**PROBLEMS TO SOLVE:**
• A. Reproduce the essay on rising above hate with love between "I do so knowing" and "hate with love.", inclusive, revising it so that "spectrum" becomes "divide".
• B. Extend the essay on rising above hate with love, beginning immediately after its final sentence.

**DOCUMENT EXCERPT:**
______
Feb 26, 2018

Above With Love: Do Not Sink to the Level of People's Brokenness

By Teodrose Fikre / ghionjournal.com
Above With Love: Do Not Sink to the Level of People's Brokenness

Not one person in this world has been able to escape the clutches of being hurt in life. I never really understood the truth of that statement until I spent two years sojourning from state to state. It was in my time of tribulation and witnessing a see a sea of humanity hobbled by misfortune that I understood the commonality of our pains. What prevented me from being permanently mangled by hopelessness and sunk by indigence was the realization that—despite the adversities that come in our lives—we are not victims to our circumstances. We have no control over the injuries this world might visit upon us, but we do have a choice in how we react and rise from the ashes of distress.

I write this article in reflection of an upcoming transition in my life, one that is leading me to abundance and away from seasons of privation. I have matured a lot in these past couple of years—hardship has a way of conferring wisdom in our minds. Yet my travel to prudence is far from complete; I have taken but a few steps on a thousand mile journey to sagacity. Old habits die hard, no matter how much I pray and yearn to be more forbearing and humble when I’m met with the malice of others, my initial reaction is to give back ten fold as I have been given.

I do so knowing that it’s pure folly to sink to the level of other people’s brokenness. Most of us want change and desperately want love to rule the day, yet our individual choices have a way of negating our collective hopes. Responding  to hate with animus bears no fruit to the giver nor does it reward the receiver with their comeuppance. People revert to hate because of their brokenness, thus resorting to their antagonism by lowering ourselves to their level gives them joys. I’ve been on both ends of this spectrum in my life so I write this next sentence from experience. 

The more light people have in their souls, the more that light attracts the darkness of people who have malice in their hearts. We have to rise above hate with love.

It’s one thing to know, it’s another thing to understand. Even though I know that people only react with pettiness because of their inner brokenness and even though I know that it’s my own brokenness that makes me react with petulance to people’s small mindedness, I keep reverting back to the very habits that have led me astray in the past. As much as I can affix blame outward and point fingers to explain my nearly three year dalliance with destitution, I can lay equal blame for my plight at my vindictiveness. Try hard as we may to seek rewards through retribution, there is not one iota of profit to be found in vengeance.
______
**SUPPLIED DATA:**
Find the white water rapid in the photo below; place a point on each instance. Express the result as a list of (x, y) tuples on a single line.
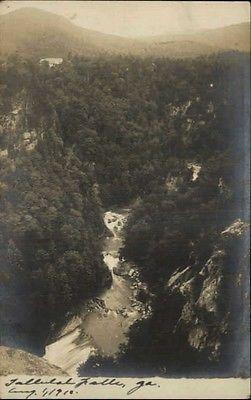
______
**RESPONSE LIST:**
• A.
I do so knowing that it’s pure folly to sink to the level of other people’s brokenness. Most of us want change and desperately want love to rule the day, yet our individual choices have a way of negating our collective hopes. Responding  to hate with animus bears no fruit to the giver nor does it reward the receiver with their comeuppance. People revert to hate because of their brokenness, thus resorting to their antagonism by lowering ourselves to their level gives them joys. I’ve been on both ends of this divide in my life so I write this next sentence from experience. 

The more light people have in their souls, the more that light attracts the darkness of people who have malice in their hearts. We have to rise above hate with love.

• B.
I was watching Amelia’s Closet earlier this morning, a movie about a little girl who was getting harassed and teased by her peers in school. In one of the most moving parts of the movie, Amelia’s Father told her to not sink down to the level of the kids who kept antagonizing her. “People will treat you like the person that they think you are until you prove them right.” These words jumped out at me, if we can’t be kind to people who are hateful out of forbearance, let us at least be kind out of discernment. Reducing our joys to odium ensures their victory and our loss; do not fall for the trap set for you by those who want to invert your happiness to bitterness.

When I was in the midst of homelessness and living a life of a nomad in South Carolina not too long ago, I ran across a roving reverend named Fred at Port City Java. Over a cup of coffee, Reverend Fred and I started discussing faith and debating the bible. From that day on, every Thursday morning became my spiritual session with roving Rev. Frank. I found comfort not in his sermons but in his actions; despite my circumstances, he treated me like his son. If only more people were like Reverend Frank and made it their focus to preach less and let their practice be led with kindness, we might have a modicum of peace on earth.

One particular Thursday, I started to tell Reverend Fred about my story and the way I ended up in the Greenville Rescue Mission. Instead of debating the bible that day, I told him how Psalms was my solace and how I identified with the struggles that David faced. He did not interject to prove a point, he just listened. He knew that the best way to help people is to hear their voice instead of trying to heal them through our egos. He then gave me a hug and told me with firm faith that my struggle will one day be a testimony of the redemptive power of love.

As moved as I was by his gesture and his prayer for my life, what stuck with me the most is what he said as we were parting company. As we were walking out of the coffee shop, he smiled at me and said:

“You know, the enemies that David kept praying to be vanquished were inside, David was his own worst enemy in ways that exceeded the malevolence of Saul”.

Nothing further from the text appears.